| VORLIEGENDER TEXT |
----
Der Beklagte macht im Wege der Widerklage fiktive Schadensersatzansprüche wegen Substanzschäden an den Fenstern, an der Natursteinplatte des Kamins, den Wandfliesen im Kinderbad im 2. OG und der Dusche im Hauptbad im 1. OG geltend. Das Amtsgericht hat die Widerklage mit der Begründung abgelehnt, dass kein fiktiver Schadensersatzanspruch bestehe. Der Beklagte habe keinen Schaden im Vermögen dargetan. Er habe die Schäden an der Mietwohnung nicht beseitigt und daher keinen Vermögensverlust erlitten. Vielmehr habe der Beklagte die Wohnung veräußert. Ein Mindererlös sei nicht geltend gemacht worden. Dem folgt die Kammer nicht.
Schäden an der Sachsubstanz der Mietsache, die durch eine Verletzung von Obhutspflichten des Mieters entstanden sind, hat dieser – auch nach Beendigung des Mietverhältnisses – nach §§ 280 Abs. 1, 241 Abs. 2 BGB als Schadensersatz neben der Leistung nach Wahl des Vermieters durch Wiederherstellung (§ 249 Abs. 1 BGB) oder durch Geldzahlung (§ 249 Abs. 2 BGB) zu ersetzen.
Denn bei der Verpflichtung des Mieters, die ihm überlassenen Mieträume in einem dem vertragsgemäßen Gebrauch nach Maßgabe von § 538 BGB entsprechenden Zustand zu halten, insbesondere die Räume aufgrund der aus der Besitzübertragung folgenden Obhutspflicht schonend und pfleglich zu behandeln sowie alles zu unterlassen, was zu einer von § 538 BGB nicht mehr gedeckten Verschlechterung führen kann, handelt es sich um eine nicht leistungsbezogene Nebenpflicht im Sinne von § 241 Abs. 2 BGB, deren Verletzung allein nach den in § 280 Abs. 1 BGB geregelten Voraussetzungen eine Schadensersatzpflicht begründet (BGH, Urteil vom 27. Juni 2018 – XII ZR 79/17).
----
| AUFGABENLISTE |
- a) Kopiere aus dem Text zum Schadensersatz im Mietrecht wortgetreu den Abschnitt von „Der Beklagte macht“ bis einschließlich „die Kammer nicht.“.
- b) Bitte setze den Text zum Schadensersatz im Mietrecht im Anschluss an seinen letzten Satz fort.

(Daten zur Koordinatenbeschriftung)
----
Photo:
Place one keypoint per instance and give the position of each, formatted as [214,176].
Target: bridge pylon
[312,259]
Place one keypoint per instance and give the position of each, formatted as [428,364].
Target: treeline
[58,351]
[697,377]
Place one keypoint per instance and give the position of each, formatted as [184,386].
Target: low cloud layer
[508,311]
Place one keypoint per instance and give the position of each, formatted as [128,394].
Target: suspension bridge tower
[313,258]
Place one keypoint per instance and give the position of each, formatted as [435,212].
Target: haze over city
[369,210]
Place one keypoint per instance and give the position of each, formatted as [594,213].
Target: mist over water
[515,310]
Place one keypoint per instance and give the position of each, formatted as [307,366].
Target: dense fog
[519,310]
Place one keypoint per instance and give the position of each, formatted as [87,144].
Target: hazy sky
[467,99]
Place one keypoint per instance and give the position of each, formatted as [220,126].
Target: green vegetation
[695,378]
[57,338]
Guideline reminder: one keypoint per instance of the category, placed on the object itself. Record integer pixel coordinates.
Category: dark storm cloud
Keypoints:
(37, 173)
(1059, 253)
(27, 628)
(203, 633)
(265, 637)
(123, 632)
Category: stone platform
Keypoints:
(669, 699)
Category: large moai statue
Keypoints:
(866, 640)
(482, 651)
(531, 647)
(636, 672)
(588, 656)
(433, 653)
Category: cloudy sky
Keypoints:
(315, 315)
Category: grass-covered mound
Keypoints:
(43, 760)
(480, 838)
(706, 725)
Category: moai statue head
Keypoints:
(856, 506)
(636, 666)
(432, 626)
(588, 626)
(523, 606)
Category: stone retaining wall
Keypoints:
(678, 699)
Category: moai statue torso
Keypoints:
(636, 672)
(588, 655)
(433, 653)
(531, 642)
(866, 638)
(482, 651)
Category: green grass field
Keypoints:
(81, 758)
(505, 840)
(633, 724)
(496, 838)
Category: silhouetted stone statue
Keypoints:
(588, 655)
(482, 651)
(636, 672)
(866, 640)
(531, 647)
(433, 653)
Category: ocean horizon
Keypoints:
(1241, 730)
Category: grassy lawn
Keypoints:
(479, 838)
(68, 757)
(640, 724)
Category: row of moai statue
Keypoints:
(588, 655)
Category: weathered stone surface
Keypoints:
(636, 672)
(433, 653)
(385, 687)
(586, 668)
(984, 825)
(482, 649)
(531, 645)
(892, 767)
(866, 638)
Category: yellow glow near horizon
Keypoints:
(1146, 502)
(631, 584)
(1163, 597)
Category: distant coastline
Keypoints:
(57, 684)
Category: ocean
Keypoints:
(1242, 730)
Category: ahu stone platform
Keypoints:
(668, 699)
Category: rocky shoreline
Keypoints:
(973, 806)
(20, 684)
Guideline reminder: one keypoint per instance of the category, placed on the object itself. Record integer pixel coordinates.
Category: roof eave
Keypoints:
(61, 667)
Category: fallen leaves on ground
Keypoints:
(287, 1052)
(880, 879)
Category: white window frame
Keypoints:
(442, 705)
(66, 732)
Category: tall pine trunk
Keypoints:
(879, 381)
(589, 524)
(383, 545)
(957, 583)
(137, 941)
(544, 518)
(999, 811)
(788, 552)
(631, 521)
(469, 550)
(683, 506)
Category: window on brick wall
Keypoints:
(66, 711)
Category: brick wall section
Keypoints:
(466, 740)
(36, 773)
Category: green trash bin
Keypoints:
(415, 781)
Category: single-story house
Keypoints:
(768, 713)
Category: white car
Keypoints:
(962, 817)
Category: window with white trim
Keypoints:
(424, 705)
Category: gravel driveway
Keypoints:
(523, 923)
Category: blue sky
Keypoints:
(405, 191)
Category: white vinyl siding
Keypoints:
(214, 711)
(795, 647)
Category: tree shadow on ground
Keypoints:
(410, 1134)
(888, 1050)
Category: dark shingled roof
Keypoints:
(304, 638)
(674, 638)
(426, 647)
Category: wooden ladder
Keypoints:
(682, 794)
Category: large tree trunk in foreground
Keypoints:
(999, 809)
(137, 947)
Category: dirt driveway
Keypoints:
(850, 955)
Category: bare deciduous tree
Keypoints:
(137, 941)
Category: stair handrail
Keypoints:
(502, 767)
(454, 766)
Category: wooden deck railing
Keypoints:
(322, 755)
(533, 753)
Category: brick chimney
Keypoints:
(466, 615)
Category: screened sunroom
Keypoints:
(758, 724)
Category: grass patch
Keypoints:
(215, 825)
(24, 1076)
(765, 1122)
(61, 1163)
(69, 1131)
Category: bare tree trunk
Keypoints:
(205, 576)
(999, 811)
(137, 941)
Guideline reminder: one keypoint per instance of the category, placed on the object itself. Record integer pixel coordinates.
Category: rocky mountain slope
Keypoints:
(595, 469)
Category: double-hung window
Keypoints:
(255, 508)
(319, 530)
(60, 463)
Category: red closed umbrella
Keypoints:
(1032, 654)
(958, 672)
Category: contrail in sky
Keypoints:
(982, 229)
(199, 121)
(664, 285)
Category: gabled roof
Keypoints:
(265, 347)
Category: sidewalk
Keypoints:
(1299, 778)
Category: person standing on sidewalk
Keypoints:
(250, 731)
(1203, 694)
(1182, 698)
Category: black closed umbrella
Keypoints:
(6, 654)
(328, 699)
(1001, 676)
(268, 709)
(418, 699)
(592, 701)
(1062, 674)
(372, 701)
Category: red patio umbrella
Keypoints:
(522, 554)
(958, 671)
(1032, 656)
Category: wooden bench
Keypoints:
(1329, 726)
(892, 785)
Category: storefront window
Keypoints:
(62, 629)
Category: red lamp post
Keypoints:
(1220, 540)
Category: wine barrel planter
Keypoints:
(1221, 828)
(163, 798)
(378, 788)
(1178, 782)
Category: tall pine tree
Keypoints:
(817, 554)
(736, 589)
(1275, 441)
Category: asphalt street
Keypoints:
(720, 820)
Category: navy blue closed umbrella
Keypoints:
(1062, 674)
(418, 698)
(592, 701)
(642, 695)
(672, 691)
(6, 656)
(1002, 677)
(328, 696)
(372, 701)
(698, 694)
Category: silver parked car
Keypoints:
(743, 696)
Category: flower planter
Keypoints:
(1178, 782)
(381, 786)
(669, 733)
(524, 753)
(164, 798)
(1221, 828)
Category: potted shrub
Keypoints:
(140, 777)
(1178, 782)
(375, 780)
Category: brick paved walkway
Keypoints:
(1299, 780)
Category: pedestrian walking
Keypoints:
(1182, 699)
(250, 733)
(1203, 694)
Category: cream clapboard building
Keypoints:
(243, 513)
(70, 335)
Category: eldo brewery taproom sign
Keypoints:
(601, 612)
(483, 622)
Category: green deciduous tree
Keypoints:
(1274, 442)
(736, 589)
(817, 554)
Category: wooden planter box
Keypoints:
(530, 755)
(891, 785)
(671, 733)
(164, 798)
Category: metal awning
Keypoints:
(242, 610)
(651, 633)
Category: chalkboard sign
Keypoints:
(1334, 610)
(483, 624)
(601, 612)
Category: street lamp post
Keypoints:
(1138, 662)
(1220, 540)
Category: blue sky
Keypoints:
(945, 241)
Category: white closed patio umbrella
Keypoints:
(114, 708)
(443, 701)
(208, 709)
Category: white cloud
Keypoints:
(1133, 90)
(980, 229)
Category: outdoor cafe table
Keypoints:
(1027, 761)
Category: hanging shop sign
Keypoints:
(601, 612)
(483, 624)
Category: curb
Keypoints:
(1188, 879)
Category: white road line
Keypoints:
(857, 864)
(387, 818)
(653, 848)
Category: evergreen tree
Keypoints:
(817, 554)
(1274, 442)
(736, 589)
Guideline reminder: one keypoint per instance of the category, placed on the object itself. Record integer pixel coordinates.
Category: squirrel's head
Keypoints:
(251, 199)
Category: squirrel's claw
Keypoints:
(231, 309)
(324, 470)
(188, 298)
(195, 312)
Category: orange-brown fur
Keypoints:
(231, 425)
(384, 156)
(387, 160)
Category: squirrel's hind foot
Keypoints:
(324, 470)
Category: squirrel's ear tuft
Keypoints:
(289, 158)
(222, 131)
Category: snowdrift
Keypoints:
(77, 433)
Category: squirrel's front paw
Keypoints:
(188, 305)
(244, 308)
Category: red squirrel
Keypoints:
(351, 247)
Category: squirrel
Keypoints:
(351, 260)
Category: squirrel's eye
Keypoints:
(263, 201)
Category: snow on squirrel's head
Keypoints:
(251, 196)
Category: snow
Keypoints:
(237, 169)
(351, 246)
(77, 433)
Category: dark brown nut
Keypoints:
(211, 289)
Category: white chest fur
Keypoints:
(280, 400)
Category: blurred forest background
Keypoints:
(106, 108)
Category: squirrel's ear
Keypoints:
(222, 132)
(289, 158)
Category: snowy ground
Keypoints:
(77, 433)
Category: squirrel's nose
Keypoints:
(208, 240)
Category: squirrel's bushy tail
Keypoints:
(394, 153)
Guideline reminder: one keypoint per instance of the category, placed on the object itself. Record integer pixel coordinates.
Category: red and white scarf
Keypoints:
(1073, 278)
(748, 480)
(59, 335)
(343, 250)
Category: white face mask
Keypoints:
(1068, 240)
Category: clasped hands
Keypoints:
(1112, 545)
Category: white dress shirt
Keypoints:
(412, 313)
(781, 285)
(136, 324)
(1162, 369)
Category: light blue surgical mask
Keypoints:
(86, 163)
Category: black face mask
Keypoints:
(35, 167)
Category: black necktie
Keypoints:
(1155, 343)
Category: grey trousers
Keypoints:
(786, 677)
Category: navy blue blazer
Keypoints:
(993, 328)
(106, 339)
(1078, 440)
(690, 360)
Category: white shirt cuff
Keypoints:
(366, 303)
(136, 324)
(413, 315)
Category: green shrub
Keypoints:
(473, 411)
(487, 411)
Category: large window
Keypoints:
----
| ANTWORTEN |
- a)
Der Beklagte macht im Wege der Widerklage fiktive Schadensersatzansprüche wegen Substanzschäden an den Fenstern, an der Natursteinplatte des Kamins, den Wandfliesen im Kinderbad im 2. OG und der Dusche im Hauptbad im 1. OG geltend. Das Amtsgericht hat die Widerklage mit der Begründung abgelehnt, dass kein fiktiver Schadensersatzanspruch bestehe. Der Beklagte habe keinen Schaden im Vermögen dargetan. Er habe die Schäden an der Mietwohnung nicht beseitigt und daher keinen Vermögensverlust erlitten. Vielmehr habe der Beklagte die Wohnung veräußert. Ein Mindererlös sei nicht geltend gemacht worden. Dem folgt die Kammer nicht.

- b)
Ob der Geschädigte für die erlittenen Vermögensschäden fiktiven Schadensersatz verlangen kann, ist in Rechtsprechung und Literatur umstritten. Teile der Literatur vertreten die Auffassung, dass eine fiktive Schadensberechnung sowohl bei Beschädigungen einer Sache als auch bei sonstigen Vermögensschäden möglich sein müsse (Flume, in: BeckOK BGB, Hau/Poseck, 64. Edition Stand: 01.05.2022, § 249 Rn. 213; MüKoBGB/Oetker, 9. Auflage 2022, § 249 Rn. 377 ff.; Palandt/Grüneberg, BGB, 80. Auflage 2020, § 249 BGB Rn. 14 jeweils m.w.N.). Andere lehnen eine fiktive Schadensberechnung ab (vgl. Lehmann-Richter, in: Schmidt-Futterer, Mietrecht, 15. Auflage 2021, 538 Rn. 136; Staudinger/Höpfner (2021) BGB § 249, Rn. 228 ff. m.w.N.).
Nach Ansicht des Bundesgerichtshofs, der sich die Kammer anschließt, räumt die bei einem Schadensersatzanspruch nach § 280 Abs. 1 BGB uneingeschränkt anwendbare Bestimmung des § 249 BGB dem Geschädigten die Wahlmöglichkeit ein zwischen der in Absatz 1 vorgesehe...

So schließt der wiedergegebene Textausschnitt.